▸ **Work to do**:
Put the lines of the data below into a JSON list of strings, one string for each line and no strings for blank lines. Start at the line containing "Could you please point out the basketball hoop" and end at the last line of the data.

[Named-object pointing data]
****************************************

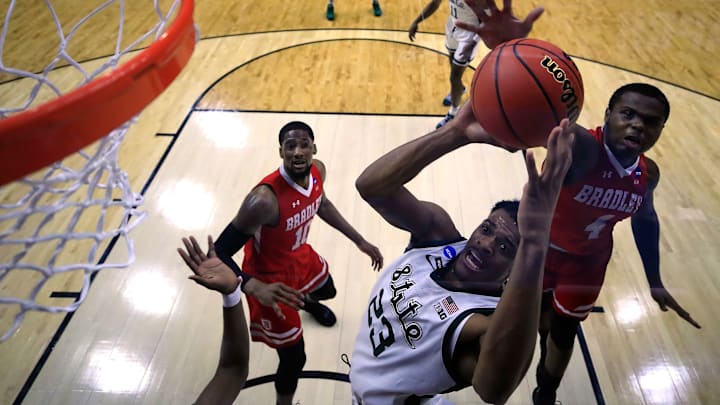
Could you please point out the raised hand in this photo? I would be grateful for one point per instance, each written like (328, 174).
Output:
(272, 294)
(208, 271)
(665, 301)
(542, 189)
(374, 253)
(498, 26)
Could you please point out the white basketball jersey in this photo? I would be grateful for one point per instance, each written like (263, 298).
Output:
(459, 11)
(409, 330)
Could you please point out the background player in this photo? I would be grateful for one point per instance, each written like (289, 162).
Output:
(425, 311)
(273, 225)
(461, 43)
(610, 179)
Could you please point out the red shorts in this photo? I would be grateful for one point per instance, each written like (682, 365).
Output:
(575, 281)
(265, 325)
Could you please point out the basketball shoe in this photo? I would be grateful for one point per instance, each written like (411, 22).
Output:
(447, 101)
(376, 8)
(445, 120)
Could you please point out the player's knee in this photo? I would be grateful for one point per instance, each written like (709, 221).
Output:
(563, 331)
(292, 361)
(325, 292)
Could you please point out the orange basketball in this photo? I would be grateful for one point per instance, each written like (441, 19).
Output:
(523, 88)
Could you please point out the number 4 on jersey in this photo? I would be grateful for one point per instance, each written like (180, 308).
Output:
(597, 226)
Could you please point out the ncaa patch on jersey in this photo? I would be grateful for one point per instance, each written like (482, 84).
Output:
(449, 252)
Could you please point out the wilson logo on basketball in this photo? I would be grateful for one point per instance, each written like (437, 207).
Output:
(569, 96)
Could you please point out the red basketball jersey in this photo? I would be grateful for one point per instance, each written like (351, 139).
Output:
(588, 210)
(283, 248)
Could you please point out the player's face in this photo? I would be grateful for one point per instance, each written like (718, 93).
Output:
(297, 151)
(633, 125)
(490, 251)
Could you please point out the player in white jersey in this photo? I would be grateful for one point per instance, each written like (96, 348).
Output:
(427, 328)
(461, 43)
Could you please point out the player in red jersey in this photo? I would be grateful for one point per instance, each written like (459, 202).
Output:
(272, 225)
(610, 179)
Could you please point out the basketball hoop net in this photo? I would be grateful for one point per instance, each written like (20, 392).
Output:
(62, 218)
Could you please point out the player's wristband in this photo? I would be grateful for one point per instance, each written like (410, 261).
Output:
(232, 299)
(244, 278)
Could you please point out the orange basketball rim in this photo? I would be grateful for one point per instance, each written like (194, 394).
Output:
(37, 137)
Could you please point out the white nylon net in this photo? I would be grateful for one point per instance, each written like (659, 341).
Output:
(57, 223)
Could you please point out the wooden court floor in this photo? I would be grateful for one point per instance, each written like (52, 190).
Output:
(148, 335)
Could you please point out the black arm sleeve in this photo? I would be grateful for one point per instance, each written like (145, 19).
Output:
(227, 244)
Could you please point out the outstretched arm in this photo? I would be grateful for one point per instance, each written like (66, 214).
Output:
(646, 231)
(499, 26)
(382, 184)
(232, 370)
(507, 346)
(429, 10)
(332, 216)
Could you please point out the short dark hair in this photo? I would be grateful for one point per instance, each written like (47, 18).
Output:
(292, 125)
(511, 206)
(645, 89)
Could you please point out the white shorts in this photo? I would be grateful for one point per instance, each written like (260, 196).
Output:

****************************************

▸ **Task answer**:
[
  "Could you please point out the basketball hoop net in this photo? I would be grateful for one point per instance, each written like (20, 392).",
  "Output:",
  "(62, 218)",
  "Could you please point out the player's wristband in this photo? I would be grateful for one point per instance, each written like (410, 261).",
  "Output:",
  "(232, 299)",
  "(244, 278)",
  "Could you please point out the orange basketball rim in this photo? I would be grateful for one point per instance, each written like (194, 394).",
  "Output:",
  "(37, 137)",
  "Could you please point out the white nylon net in this photo? I would be grateful for one point per instance, each written like (659, 341).",
  "Output:",
  "(57, 223)",
  "Could you please point out the wooden court floor in this photo? I would be grateful for one point per instance, each written like (52, 190).",
  "Output:",
  "(148, 335)",
  "Could you please point out the black arm sleeve in this photo? I would be grateful for one point per instance, each written like (145, 19).",
  "Output:",
  "(227, 244)",
  "Could you please point out the outstretched arm in this photo? I would be grateful for one point per instance, each written like (66, 214).",
  "Output:",
  "(646, 231)",
  "(499, 26)",
  "(382, 184)",
  "(232, 370)",
  "(507, 346)",
  "(429, 10)",
  "(332, 216)",
  "Could you please point out the short dark hair in this photo? I would be grateful for one point per instance, each written like (47, 18).",
  "Output:",
  "(292, 125)",
  "(511, 206)",
  "(645, 89)",
  "Could you please point out the white shorts in this photo? I would be grateful for one point per instance, each written like (260, 196).",
  "Output:"
]